(Source data)
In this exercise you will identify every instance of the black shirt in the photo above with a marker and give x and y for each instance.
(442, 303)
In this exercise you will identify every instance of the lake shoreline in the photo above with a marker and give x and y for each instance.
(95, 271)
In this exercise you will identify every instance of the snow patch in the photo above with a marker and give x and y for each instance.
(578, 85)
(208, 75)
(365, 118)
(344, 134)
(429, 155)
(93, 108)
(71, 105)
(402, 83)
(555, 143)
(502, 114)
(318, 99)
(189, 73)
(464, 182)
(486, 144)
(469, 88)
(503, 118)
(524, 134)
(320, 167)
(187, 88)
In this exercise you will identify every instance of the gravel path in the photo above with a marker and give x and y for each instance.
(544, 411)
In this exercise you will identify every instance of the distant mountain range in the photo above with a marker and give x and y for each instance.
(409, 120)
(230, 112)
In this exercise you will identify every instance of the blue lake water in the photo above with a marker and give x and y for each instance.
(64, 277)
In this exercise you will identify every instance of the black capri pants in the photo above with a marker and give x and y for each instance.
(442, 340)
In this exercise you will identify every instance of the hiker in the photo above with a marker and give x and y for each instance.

Problem to solve >>
Go back to the data above and please quote exactly, and only, the lines from the line with "In this exercise you will identify every instance of the distant" through its last line.

Task result >>
In this exercise you will identify every instance of the distant mountain range in the photo above with a marker and give x and y for each instance.
(409, 120)
(230, 112)
In this exercise you will identify every instance of the blue lake water in the photo above with a marker and give x and y for each instance.
(64, 277)
In this exercise you will identify every instance of the black capri pants in the photo above with a marker and give x and y for each instance.
(442, 340)
In this exercise you will identify every instance of the hiker in the photo above with a marker and give x and y for each instance.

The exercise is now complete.